▶ **Votre consigne**:
Mettez à jour tout le matériel ci-dessous en remplaçant « instance » par « object ». Ne modifiez rien d'autre.

▶ **Matériel fourni**:

.....

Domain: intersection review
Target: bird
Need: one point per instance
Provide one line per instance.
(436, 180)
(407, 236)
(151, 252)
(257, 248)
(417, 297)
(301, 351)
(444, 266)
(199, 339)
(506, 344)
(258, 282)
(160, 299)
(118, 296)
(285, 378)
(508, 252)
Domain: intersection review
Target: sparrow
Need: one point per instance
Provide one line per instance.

.....

▶ **Corrigé de l'exercice**:
Domain: intersection review
Target: bird
Need: one point per object
Provide one line per object.
(436, 180)
(407, 236)
(151, 252)
(257, 248)
(417, 297)
(301, 351)
(444, 266)
(199, 339)
(506, 344)
(258, 282)
(160, 299)
(118, 296)
(285, 378)
(508, 252)
Domain: intersection review
Target: sparrow
Need: one point per object
Provide one line per object.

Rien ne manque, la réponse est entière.